#### Source document
This is the Church writing to you. We have been trying to reach you for decades, although admittedly with little to no success. We have tried all kinds of methods to connect with you. We have dumped our traditional service, fired our organists and replaced them with a praise band leader and more edgy music. Still, you do not come. We have put away our suits and ties and dress more casually, yet you still do not come. We have moved our worship service out of the sanctuary into the gym, added mood lighting changed worship time to later on Sunday, and still, you do not come. We have abandoned the assigned Scripture readings for Sunday and replaced them with sermon series more in touch with today’s challenges and you know what happened?  You still did not come. So this is an open letter to Millennials with a simple plea. Help us figure you out.

Signed,

The Frustrated Church

Maybe this letter could appear in your local newspaper as you feel this frustration. How do we reach what some have called the “Lost Generation?” I pray this blog today will give you some insights. It is based on some very telling research from the Barna Group.

In a study about Millennials, the Barna Group uncovered some key details:

  • The unchurched segment among Millennials has increased in the last decade, from 44% to 52%, mirroring a larger cultural trend away from churchgoing among the nation’s population.
  • Nearly six in ten (59%) of young people who grow up in Christian churches end up walking away from either their faith or from the institutional church at some point in their first decade of adult life.
  • Third, when asked what has helped their faith grow, “church” does not make even the top 10 factors. Instead, the most common drivers of spiritual growth, as identified by Millennials themselves, are prayer, family and friends, the Bible, having children, and their relationship with Jesus.

Now you may look at this information and come away feeling even more hopeless than before. Well, fear not, hopefully, this blog will give you five simple things, within the capabilities of your local congregation, that will not bust your budget yet still make a kingdom impact with that lost generation every congregation is seeking to connect with. So do I have your attention now? Good, here is why you should be encouraged. From the Barna research:

About one-quarter of 18- to 29-year-olds are practicing Christians, meaning they attend church at least once a month and strongly affirm that their religious faith is very important in their life. A majority of Millennials claim to pray each week, one-quarter say they’ve read the Bible or attended a religious small group this week, and one in seven have volunteered at a church in the past seven days.

#### Dataset excerpts
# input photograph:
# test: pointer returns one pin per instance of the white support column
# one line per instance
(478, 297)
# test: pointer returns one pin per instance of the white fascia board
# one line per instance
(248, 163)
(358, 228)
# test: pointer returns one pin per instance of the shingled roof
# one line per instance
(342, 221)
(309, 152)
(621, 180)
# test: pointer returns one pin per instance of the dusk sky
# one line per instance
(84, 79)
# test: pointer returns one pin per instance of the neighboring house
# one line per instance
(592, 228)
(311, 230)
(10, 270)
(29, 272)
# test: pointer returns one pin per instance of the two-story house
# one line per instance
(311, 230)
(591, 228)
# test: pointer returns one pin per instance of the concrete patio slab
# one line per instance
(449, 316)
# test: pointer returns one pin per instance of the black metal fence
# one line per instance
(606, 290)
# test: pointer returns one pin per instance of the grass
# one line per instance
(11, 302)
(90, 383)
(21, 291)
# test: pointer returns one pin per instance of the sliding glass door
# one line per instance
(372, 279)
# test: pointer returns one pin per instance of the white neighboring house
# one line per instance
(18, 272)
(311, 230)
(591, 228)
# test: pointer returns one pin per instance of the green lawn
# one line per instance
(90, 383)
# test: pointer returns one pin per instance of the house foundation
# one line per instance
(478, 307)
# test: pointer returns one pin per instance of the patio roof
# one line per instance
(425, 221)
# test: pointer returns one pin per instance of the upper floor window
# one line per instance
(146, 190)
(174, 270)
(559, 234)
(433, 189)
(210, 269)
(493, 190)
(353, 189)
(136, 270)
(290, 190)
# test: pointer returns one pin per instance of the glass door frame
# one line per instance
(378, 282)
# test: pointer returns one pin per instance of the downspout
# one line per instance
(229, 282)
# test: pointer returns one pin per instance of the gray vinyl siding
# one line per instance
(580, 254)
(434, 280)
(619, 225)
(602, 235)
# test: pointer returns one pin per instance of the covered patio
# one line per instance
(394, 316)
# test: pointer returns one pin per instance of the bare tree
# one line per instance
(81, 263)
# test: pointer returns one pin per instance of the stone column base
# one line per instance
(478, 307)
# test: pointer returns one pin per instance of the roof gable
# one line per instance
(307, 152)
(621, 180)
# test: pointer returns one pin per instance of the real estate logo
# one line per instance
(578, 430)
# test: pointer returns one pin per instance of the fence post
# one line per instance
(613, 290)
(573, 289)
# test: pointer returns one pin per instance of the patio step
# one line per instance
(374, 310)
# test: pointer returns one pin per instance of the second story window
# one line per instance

#### What the task asks
Extend the blog post on churches and Millennials, picking up right after its final sentence. The material is unrelated to the blog post on churches and Millennials.

#### Response
The Top Three Reasons the Research Says They Attend Church:

54% To be closer to God
31% To learn more about God
16% See the church as God’s hands and feet in the world
So in good Lutheran fashion what does this mean?

  1. Make room for meaningful relationships.

The first factor that will engage Millennials at church is as simple as it is integral: relationships.

My ministry twin Mike Mast would love this. He talks to congregations all the time about the fact that if you want to connect with those outside your walls you have to build relationships with them. Sounds simple, right? Yes and no, because the type of relationships Millennials seek is to develop a close personal friendship with adults in the church. If that kind of deep relationship is formed the studies show that fifty-nine percent (59%) of Millennials will stay at that kind of congregations versus thirty-one percent who are no longer active in a congregation.

So the coaching questions for you Frustrated Church is: What systems do you have in place or could develop to create and environment where deep relationships can be formed?

2. Teach Cultural Discernment

I remember working with a call committee who wanted diversity in their team so that added a millennial. As we were discussing what they wanted in their next pastor an OWL (Older Wiser Lutheran) said, “We have to make sure this next pastor is against gay marriage.” The millennial responded, “I don’t see anything wrong with gay marriage because you love who you love.” Boom goes the cultural clash of values.

Barna’s study found that Frustrate Church needs to provide a vehicle to help Millennials navigate this strange new world of post-Christian values. So it is important that one of the ministry outcomes is to help today’s Millennials to develop discernment skills, especially when it comes to understanding and interpreting today’s culture. To better serve this generation that is lamenting the complexity of life, the Frustrated Church can provide clarity to this frustrated generation. Millennials need help learning how to apply what is in their hearts and minds to today’s cultural realities.

3. Make Reverse Mentoring a Priority.

The Frustrated Church often talks about the leaders of the future. In other words, when I am too old and tired to serve who will take my place? So often the thinking behind that statement is we need some “youngins” to join so we can step down. The Barna Group has learned that an effective ministry to Millennials involves understanding that young people want to be taken seriously today— and not just seen for some distant future leadership position. So how does the Church make room for them to lead now? However, this is the kicker, Millennials don’t want to necessarily lead our Church structure they want to lead a Church that is making an immediate, transformational impact in the community around them and the world. So the idea of sitting in meetings three or four times a month is not what they have in mind. A meeting to plan a community event?  Now you’ve got something.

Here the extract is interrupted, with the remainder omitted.